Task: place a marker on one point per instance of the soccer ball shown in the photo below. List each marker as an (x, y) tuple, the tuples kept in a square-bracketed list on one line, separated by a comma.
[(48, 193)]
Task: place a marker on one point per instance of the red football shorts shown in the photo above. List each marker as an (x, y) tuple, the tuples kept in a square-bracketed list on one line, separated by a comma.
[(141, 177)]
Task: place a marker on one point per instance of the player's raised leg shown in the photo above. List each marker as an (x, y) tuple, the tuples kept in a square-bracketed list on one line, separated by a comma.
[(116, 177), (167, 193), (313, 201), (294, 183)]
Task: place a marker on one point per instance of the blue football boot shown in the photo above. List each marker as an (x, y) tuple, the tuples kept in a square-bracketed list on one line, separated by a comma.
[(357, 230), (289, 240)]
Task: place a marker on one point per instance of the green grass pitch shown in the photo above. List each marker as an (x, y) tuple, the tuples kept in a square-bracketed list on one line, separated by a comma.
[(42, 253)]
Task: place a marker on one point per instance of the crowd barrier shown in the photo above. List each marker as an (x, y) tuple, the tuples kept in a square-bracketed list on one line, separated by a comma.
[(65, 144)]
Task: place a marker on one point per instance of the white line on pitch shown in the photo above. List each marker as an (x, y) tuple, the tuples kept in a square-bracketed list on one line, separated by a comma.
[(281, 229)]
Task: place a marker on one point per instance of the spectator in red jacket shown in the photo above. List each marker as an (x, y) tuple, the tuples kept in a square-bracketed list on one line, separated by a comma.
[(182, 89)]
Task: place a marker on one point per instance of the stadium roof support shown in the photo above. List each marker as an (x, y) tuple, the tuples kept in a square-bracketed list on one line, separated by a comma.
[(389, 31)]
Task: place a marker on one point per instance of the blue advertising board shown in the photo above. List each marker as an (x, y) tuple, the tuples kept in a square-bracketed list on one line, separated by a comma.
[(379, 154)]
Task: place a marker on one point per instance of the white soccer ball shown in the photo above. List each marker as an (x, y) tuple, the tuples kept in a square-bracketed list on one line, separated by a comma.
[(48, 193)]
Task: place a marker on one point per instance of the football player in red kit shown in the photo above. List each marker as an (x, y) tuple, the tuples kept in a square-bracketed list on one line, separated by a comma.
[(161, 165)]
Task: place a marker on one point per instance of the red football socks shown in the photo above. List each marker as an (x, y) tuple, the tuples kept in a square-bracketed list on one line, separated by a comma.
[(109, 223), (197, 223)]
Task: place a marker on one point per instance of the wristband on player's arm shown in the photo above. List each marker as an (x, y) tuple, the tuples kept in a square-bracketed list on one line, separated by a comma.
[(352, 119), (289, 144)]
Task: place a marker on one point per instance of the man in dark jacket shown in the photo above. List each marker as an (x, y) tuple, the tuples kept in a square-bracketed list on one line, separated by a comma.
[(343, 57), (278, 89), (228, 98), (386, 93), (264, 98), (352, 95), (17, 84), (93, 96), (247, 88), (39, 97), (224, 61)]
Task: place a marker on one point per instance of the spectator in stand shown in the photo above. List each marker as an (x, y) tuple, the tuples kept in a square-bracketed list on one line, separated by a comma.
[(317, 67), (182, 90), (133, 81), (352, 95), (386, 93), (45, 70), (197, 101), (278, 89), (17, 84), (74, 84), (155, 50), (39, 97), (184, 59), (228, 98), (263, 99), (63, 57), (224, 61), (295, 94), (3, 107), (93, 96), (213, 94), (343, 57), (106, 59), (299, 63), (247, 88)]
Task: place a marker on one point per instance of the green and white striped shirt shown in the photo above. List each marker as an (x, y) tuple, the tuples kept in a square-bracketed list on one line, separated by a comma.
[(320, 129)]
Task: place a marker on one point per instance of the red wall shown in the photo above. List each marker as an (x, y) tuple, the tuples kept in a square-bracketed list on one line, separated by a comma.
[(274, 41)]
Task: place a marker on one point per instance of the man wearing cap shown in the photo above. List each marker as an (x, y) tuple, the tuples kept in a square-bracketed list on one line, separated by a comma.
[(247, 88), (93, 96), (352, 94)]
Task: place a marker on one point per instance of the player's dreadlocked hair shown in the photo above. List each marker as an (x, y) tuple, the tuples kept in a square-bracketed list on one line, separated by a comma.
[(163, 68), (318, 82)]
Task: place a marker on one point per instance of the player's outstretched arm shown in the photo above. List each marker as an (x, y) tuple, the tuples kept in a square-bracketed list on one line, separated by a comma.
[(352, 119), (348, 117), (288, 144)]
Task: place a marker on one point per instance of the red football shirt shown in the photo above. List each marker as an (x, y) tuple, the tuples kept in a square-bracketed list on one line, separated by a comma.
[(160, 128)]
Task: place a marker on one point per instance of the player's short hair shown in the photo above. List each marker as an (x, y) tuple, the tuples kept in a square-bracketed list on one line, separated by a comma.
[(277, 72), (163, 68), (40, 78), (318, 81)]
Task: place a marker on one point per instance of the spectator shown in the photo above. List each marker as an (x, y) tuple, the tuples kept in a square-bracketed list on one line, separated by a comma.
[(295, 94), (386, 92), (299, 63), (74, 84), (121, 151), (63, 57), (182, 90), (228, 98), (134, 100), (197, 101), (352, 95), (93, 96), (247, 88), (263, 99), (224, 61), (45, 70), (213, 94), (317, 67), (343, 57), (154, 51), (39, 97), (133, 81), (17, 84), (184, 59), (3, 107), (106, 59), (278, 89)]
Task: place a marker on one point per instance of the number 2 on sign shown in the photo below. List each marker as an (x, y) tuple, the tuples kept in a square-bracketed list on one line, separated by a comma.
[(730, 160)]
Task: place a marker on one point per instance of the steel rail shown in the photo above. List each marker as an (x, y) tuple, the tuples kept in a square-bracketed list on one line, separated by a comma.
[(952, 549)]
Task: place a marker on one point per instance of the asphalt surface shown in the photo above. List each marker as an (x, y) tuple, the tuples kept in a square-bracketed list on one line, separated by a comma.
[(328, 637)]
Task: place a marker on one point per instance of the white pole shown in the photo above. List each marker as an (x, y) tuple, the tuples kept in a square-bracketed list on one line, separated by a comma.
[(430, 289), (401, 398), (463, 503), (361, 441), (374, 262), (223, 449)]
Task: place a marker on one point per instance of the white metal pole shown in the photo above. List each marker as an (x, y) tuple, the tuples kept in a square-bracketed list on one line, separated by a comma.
--*--
* Given exercise
Starting with the line containing "the player's short" and continuing through the line containing "[(277, 72), (163, 68), (40, 78), (318, 81)]", reproduce only those lines, requests included, and multiply every coordinate in the answers by 2.05, rounding each result to a whole number with halves rounded up.

* Task result
Task: place a marker on one point per instance of the player's short hair shown in the photo above. List each marker as an (x, y) tuple, the tuples kept in a square-bracketed list on one line, separated by a comma.
[(568, 148), (334, 139), (82, 160), (652, 166)]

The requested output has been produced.